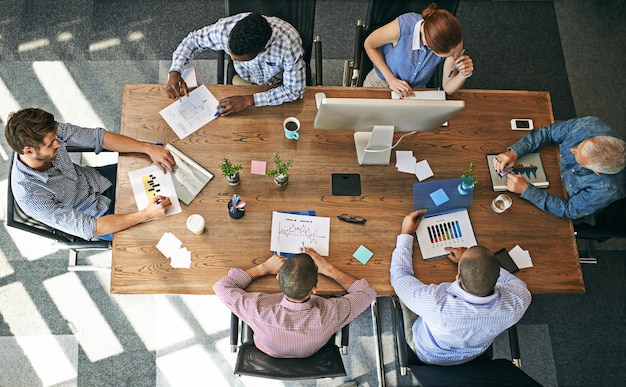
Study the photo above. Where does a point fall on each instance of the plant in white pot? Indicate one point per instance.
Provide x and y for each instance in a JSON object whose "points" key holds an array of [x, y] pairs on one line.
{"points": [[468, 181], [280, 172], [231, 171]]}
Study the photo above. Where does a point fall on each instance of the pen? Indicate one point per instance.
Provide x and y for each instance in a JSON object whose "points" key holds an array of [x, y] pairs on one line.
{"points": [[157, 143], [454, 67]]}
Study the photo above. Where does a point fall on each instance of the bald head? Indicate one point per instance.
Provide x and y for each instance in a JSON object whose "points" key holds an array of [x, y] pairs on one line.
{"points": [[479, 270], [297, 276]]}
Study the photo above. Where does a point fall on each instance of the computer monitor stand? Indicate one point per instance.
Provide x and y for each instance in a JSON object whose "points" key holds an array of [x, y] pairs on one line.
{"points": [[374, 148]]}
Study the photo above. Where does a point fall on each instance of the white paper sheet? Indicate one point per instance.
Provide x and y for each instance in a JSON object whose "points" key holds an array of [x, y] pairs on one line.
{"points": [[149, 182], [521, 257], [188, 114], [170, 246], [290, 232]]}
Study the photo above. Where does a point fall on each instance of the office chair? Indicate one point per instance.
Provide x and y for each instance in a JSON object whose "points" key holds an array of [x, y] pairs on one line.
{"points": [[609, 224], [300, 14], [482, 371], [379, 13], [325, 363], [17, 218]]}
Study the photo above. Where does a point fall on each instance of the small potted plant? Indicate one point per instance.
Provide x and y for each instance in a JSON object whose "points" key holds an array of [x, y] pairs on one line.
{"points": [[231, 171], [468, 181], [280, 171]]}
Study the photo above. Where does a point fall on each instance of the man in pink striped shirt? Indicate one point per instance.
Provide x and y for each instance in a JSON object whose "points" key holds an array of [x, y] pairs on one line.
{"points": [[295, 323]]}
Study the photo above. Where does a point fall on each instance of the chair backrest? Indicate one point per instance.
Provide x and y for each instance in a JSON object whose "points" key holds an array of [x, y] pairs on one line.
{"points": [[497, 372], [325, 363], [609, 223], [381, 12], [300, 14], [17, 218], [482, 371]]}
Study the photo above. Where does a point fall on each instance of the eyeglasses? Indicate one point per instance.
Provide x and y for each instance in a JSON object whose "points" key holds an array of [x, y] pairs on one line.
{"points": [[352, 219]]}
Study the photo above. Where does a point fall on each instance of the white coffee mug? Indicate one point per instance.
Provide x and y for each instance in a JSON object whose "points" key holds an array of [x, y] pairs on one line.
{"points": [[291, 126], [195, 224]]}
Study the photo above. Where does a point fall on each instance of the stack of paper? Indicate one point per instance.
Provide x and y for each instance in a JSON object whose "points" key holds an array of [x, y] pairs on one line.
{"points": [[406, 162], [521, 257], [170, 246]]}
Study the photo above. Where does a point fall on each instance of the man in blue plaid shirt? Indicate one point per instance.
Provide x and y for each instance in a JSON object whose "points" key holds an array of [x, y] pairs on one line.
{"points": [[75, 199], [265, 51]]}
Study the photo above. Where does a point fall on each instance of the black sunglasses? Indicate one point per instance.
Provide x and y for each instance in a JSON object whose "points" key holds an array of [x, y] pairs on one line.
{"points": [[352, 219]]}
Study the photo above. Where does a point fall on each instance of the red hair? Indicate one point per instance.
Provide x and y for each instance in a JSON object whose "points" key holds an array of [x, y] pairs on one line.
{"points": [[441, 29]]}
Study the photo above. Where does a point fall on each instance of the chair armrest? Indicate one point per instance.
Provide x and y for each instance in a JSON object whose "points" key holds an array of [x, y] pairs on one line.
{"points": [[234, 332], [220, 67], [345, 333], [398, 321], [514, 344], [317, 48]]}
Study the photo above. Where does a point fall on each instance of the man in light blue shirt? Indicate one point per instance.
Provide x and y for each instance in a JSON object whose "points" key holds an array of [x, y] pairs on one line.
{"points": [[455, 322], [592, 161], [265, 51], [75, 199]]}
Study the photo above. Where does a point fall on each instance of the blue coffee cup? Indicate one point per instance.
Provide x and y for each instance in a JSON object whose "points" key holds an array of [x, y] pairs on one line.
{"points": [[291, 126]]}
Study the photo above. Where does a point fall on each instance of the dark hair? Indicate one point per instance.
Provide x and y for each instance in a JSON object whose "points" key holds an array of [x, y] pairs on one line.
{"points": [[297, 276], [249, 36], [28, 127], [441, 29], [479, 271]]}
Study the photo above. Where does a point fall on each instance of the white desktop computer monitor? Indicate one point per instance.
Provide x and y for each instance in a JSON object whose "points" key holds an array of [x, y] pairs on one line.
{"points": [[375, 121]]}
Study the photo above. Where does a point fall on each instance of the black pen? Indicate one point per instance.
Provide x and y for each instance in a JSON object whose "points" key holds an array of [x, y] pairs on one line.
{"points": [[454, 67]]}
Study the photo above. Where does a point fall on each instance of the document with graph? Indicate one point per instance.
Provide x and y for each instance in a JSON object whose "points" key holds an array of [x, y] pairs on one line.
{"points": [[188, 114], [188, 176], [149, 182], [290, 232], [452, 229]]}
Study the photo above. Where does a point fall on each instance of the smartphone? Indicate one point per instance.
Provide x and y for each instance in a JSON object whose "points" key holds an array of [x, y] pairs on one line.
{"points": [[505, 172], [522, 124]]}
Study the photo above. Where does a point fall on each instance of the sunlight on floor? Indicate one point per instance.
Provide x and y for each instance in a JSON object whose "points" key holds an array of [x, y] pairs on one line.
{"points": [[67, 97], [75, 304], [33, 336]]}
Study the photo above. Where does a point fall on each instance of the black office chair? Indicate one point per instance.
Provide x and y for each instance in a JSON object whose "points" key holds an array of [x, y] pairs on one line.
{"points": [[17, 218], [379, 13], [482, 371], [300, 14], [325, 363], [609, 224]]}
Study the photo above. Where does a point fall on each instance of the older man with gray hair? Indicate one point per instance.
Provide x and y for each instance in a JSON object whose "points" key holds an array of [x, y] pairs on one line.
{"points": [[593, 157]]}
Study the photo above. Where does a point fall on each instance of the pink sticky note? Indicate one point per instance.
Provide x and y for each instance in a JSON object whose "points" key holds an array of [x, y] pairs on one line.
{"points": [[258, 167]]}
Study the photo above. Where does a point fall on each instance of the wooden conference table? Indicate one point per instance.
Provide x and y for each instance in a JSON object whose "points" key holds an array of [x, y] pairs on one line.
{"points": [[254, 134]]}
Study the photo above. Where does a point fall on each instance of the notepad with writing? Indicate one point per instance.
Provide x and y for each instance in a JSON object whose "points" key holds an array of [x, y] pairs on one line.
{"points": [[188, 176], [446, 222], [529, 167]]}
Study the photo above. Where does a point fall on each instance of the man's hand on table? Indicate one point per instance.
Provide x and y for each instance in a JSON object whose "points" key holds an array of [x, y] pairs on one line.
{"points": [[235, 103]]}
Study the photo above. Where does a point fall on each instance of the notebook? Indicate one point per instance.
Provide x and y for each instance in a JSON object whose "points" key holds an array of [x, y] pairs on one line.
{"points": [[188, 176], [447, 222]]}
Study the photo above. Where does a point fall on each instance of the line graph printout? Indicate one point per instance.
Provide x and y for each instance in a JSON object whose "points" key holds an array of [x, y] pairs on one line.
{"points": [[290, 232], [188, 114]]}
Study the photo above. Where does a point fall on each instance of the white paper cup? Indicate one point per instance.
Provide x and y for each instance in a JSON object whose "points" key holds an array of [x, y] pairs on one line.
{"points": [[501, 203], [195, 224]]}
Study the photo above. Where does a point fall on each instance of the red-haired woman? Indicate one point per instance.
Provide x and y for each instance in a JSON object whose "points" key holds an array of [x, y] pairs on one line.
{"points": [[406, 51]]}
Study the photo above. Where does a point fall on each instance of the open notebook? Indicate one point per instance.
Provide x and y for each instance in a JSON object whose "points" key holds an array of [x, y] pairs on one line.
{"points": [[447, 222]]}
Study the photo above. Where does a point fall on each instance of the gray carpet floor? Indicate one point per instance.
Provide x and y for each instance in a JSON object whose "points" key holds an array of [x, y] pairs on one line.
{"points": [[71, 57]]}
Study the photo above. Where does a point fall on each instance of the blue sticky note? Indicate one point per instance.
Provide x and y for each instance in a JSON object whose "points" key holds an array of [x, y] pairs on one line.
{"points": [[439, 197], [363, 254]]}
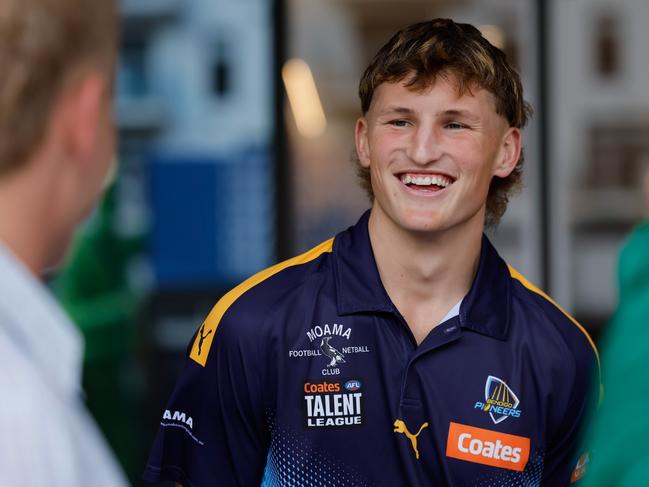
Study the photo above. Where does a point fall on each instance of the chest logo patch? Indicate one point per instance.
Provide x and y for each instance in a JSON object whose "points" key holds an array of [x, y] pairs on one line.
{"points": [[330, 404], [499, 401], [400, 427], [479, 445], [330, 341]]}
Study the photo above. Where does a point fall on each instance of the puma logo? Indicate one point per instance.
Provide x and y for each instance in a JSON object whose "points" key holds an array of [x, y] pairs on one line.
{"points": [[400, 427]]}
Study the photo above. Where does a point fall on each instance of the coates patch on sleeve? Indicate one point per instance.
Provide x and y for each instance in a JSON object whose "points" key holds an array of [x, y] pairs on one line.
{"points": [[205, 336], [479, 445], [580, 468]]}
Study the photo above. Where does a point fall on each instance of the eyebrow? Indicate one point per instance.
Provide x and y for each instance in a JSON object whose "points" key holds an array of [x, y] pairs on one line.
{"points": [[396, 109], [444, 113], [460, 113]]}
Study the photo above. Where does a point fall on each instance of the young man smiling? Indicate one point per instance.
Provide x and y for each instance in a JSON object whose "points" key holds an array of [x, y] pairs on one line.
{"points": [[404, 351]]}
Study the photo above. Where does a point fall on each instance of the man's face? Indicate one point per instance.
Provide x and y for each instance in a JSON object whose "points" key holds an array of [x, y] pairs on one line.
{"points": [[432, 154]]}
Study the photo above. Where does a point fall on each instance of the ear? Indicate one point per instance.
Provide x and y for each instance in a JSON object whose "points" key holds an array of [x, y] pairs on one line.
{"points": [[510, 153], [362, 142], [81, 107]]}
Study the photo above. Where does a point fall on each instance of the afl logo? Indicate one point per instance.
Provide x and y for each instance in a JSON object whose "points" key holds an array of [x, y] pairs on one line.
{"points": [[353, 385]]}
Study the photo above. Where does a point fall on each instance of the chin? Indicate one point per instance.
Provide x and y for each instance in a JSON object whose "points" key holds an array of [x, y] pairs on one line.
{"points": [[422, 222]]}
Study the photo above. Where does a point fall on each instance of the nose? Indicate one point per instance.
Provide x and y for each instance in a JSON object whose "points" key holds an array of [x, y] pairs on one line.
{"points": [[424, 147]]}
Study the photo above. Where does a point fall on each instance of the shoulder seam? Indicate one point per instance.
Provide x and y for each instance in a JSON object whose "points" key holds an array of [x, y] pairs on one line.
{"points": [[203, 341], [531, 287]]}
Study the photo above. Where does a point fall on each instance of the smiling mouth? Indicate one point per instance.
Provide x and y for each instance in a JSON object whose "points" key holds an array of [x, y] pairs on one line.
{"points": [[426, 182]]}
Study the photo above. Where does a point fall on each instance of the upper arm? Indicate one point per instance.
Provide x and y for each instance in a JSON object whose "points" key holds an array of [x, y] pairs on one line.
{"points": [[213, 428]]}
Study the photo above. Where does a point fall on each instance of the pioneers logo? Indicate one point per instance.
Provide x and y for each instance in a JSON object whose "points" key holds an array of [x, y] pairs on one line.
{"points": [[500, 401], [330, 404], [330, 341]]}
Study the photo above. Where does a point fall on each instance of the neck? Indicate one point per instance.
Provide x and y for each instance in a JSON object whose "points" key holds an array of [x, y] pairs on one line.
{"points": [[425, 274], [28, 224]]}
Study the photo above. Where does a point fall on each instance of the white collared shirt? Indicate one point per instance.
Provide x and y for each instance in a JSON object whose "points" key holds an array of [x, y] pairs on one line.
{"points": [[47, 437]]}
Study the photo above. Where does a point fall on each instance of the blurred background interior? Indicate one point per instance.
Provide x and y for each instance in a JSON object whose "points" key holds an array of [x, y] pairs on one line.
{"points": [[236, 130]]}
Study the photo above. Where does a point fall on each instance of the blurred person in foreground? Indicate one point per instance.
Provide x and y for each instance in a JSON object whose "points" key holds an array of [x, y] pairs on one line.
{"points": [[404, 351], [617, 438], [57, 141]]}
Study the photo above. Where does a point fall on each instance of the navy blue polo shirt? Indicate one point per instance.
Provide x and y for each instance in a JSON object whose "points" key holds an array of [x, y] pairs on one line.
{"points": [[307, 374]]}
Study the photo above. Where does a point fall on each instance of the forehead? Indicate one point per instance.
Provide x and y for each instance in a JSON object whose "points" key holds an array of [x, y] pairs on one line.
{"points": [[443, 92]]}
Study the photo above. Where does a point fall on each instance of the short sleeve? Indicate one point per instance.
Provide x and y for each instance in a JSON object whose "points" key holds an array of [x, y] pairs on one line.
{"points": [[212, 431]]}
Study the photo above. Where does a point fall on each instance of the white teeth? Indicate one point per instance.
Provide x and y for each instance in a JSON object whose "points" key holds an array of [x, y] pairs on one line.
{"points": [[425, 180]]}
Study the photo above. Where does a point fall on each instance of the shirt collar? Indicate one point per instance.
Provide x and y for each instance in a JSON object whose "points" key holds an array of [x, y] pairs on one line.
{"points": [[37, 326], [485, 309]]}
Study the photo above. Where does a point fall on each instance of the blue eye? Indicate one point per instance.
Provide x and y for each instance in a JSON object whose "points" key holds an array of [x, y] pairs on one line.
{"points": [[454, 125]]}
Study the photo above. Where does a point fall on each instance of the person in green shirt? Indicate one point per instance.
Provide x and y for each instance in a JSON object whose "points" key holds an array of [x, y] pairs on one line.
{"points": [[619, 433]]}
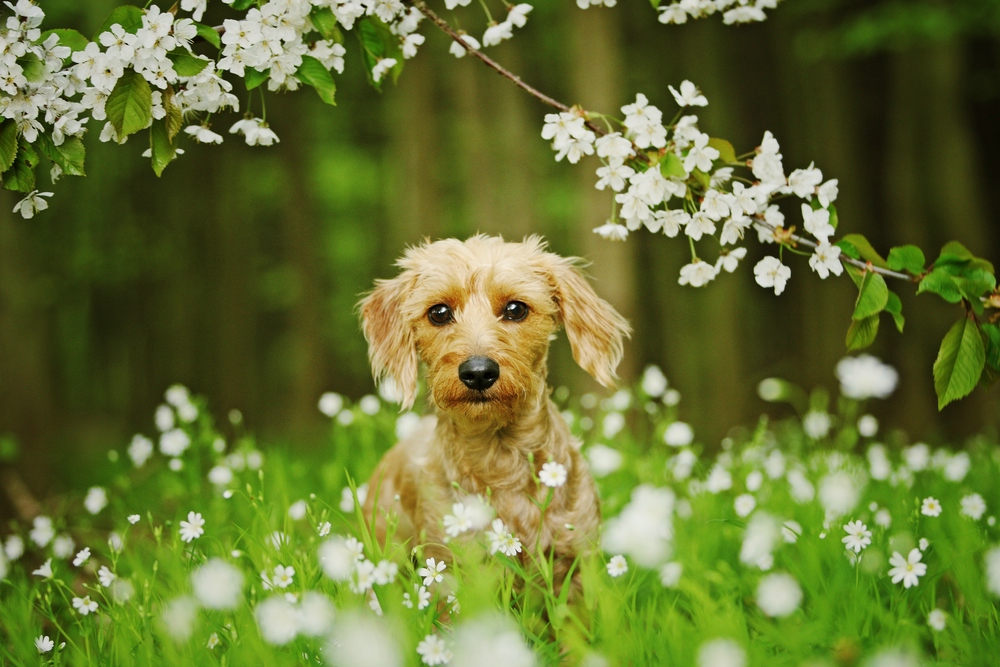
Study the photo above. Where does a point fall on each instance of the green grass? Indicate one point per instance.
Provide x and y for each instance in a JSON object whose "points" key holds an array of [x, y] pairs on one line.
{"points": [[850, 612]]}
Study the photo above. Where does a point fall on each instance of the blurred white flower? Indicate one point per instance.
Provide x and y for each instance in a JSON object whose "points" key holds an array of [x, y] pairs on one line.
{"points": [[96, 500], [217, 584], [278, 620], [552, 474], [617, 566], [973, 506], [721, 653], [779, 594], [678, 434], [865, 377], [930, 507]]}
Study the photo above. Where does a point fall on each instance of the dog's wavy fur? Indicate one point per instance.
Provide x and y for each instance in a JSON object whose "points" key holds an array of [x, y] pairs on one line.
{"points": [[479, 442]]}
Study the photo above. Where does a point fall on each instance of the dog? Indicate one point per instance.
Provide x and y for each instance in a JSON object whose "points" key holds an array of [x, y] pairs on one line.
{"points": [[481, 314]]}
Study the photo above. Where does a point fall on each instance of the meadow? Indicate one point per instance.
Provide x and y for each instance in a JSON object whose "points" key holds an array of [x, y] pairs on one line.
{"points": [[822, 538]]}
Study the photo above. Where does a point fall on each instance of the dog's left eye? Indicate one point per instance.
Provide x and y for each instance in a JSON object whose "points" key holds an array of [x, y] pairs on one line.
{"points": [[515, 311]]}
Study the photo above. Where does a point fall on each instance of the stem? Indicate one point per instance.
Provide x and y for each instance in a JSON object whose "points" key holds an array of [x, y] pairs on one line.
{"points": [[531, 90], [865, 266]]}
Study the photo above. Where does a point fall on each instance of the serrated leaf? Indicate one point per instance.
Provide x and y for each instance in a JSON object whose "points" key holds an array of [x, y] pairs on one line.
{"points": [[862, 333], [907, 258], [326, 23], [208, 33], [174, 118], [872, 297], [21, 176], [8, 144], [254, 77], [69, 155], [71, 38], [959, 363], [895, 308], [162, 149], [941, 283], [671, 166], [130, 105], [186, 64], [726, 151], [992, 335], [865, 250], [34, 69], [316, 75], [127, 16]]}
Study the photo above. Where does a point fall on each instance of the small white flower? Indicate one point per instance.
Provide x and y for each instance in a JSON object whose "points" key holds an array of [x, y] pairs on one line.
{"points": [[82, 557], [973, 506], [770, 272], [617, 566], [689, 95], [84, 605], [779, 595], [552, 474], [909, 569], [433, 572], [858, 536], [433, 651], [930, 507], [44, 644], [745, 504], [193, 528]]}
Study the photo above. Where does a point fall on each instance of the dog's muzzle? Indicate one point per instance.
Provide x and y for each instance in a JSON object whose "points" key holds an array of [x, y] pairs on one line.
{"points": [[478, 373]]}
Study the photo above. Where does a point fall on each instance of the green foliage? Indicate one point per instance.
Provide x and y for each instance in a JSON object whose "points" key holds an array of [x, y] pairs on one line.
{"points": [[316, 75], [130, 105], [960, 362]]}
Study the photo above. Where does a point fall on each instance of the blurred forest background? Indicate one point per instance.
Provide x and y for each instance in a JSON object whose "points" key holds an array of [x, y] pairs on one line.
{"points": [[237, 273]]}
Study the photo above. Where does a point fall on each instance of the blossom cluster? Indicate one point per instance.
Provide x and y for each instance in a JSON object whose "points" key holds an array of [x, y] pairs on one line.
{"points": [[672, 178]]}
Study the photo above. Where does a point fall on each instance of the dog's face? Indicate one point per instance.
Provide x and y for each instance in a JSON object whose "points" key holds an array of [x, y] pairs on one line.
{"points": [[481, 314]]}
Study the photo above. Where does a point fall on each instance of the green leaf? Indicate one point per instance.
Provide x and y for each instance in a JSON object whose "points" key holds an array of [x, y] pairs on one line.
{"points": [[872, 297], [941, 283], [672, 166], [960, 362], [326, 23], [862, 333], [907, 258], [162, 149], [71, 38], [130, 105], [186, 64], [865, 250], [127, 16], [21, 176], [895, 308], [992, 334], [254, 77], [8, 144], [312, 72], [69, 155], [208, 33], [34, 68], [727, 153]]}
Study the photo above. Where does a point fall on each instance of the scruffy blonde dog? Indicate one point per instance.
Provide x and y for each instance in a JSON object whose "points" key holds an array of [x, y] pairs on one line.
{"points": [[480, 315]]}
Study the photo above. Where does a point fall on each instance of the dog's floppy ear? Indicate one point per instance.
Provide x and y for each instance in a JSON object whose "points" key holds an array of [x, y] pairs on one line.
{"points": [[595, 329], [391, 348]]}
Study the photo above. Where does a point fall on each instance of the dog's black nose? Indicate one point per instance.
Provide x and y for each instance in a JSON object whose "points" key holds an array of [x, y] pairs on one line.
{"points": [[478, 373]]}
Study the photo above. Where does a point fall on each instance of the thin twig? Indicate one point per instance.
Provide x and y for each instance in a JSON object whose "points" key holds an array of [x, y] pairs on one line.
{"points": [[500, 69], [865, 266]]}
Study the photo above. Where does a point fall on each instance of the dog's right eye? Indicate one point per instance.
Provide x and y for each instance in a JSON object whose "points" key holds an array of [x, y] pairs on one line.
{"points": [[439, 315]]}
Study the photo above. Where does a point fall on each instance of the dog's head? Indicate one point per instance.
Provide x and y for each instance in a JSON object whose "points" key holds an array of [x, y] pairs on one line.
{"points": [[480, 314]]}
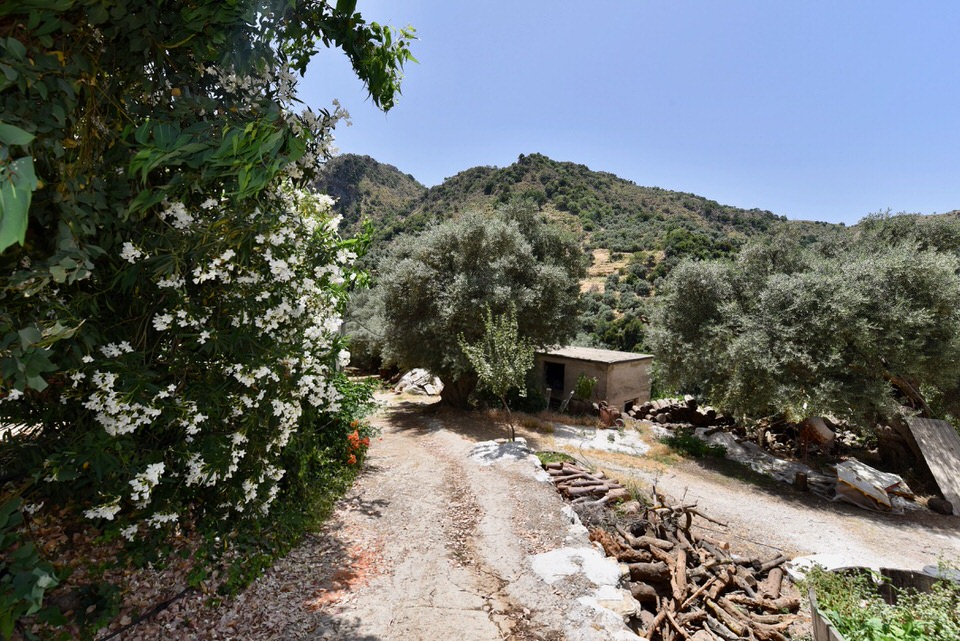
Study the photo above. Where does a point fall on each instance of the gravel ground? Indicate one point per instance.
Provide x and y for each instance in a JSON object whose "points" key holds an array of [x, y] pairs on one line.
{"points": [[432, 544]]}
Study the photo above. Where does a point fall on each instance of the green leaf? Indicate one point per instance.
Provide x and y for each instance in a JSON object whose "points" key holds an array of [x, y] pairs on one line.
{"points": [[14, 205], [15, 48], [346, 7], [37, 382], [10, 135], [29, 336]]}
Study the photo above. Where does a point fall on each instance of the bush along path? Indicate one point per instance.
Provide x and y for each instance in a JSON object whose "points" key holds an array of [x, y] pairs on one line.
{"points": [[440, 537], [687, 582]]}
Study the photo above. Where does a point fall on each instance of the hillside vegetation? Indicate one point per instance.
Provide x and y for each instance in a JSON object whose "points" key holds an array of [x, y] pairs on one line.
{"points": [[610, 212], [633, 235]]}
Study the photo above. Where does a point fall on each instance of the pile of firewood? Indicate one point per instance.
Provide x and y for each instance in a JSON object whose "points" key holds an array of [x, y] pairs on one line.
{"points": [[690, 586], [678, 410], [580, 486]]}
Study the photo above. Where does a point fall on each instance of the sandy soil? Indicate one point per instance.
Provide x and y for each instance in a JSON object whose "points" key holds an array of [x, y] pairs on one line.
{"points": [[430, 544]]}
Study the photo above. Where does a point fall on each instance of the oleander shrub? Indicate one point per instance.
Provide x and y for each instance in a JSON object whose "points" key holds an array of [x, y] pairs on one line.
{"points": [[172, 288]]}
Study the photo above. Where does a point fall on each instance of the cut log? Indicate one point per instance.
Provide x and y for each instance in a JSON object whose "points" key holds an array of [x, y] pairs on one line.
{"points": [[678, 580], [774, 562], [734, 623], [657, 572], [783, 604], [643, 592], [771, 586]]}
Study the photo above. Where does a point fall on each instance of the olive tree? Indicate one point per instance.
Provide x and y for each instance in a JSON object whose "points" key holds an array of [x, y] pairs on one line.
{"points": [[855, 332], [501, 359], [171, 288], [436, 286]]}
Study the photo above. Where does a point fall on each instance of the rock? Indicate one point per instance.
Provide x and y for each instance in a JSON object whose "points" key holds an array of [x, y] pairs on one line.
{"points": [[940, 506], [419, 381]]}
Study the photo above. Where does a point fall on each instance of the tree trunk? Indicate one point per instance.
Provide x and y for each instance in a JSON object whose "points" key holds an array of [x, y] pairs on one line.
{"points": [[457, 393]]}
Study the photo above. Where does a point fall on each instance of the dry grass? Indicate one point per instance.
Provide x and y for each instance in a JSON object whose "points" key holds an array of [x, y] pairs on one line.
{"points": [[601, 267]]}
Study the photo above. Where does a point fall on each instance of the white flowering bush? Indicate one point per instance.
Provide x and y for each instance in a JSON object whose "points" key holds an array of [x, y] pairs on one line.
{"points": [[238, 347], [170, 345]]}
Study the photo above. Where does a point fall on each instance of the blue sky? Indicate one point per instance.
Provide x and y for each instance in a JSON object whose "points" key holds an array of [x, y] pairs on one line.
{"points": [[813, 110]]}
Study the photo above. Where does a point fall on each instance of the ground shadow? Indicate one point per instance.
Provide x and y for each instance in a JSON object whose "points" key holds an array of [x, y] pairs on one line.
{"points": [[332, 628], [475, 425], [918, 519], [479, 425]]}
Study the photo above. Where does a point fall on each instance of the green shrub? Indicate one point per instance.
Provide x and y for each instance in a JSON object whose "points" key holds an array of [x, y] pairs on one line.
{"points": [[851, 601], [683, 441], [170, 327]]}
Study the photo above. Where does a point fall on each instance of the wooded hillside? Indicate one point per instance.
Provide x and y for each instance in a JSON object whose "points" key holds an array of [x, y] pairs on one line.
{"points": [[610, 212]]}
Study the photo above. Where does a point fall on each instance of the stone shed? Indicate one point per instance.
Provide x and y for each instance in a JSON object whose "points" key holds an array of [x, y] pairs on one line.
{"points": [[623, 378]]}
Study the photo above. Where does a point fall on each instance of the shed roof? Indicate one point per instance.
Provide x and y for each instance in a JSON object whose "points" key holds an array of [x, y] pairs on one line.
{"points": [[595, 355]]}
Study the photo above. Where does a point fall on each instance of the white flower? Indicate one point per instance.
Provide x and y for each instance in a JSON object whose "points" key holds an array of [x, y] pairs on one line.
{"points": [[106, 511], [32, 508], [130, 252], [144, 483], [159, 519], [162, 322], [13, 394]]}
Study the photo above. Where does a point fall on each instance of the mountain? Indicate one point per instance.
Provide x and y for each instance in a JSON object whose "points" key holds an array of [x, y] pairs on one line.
════════════════════
Set down, unchanged, the line that contains "green shrub? Indicate one point per instance." together with every later line in the records, through the last one.

**Result of the task:**
Study the photo above. Where does a point fall on each instance of the green shrub? Indicate one point per instance.
Provide x and y for each instance in a JSON object whose "points" key holds an array of [x, y] pairs on one line.
{"points": [[851, 601], [683, 441], [170, 327]]}
Study the photo above. Where does a point fall on each instance of the wooded hillside? Indicate one point per instance.
Provide x and y for each instance in a JSON object whose "points" key holds an array of [x, y] pairs on one line.
{"points": [[610, 212]]}
Study the photo above. Where does a point fall on each instance of the stone shed? Indicate one point per instance.
Provide x and y for each instance in a JSON object whose "points" key holds an array of [x, y] pairs on one line.
{"points": [[623, 378]]}
Study the photo above. Where does a point fall on each instance of the shed roof? Indicate one point per instance.
Provide x and y for each instance in a JSON object whose "points" key holds an array of [x, y] pairs on one line.
{"points": [[595, 355]]}
Study the photo above. Where does a point fall on each instance of the white flower? Indicate one point per instance.
Provide x and y for each instance in a JSON object whose "points" key holds an array of [x, y] pairs on one line.
{"points": [[106, 511], [32, 508], [130, 252], [144, 483], [159, 519], [162, 322], [13, 394]]}
Study the photo above. Where does a point fall on each instance of the mountain? Indicate one point per instance.
Provide x and y for each instance in a JSON object whose "points" key holds an array of [x, y] pairs on one line.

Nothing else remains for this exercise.